**Task to complete**
Filter the listing and keep only the lines with the word "apiece".

# # # #

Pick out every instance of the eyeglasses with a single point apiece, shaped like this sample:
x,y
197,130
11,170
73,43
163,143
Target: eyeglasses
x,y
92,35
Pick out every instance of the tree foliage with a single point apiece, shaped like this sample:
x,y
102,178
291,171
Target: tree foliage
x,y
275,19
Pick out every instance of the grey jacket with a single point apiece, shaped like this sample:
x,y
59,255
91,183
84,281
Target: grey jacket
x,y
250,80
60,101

# # # #

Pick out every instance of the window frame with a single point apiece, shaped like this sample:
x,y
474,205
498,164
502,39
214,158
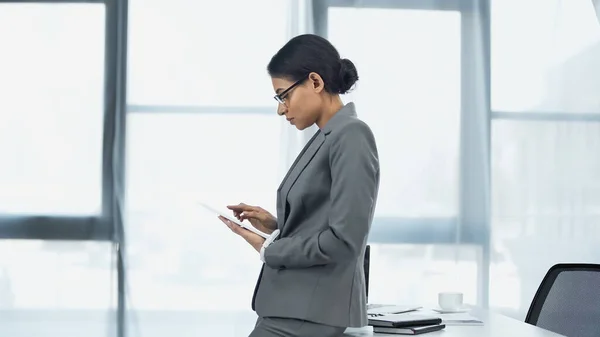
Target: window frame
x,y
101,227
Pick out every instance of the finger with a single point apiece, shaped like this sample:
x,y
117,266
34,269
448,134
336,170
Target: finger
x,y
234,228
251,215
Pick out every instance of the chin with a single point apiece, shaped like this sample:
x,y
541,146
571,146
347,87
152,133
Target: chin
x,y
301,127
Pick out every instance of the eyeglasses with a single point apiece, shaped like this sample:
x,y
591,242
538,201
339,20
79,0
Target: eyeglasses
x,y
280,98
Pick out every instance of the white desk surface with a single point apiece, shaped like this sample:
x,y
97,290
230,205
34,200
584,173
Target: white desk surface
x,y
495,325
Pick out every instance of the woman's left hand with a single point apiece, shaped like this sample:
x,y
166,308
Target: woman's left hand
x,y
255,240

# # # #

**Task answer**
Pick out every instance of the eyeglasses with a single point apiece, shaped like this sample:
Pick out every instance of the tree foliage with a single point apiece, shaped like this sample:
Pick out every instance of the grey jacket with a single point apiece, shaped like this sample:
Pick out every instance of the window frame with a single point apiece, shaped like this sample:
Pick out every instance of the finger with a single point apiece, shaped like this sample:
Pick out every instance of the chin with a single point apiece, shaped like this sample:
Pick out every instance of the eyeglasses with a single point apiece, shaped like this sample:
Pick out every instance of the white desk surface with a single point apiece, shaped like this sample:
Pick out every instance of the woman's left hand with a single point apiece, shaped like this sample:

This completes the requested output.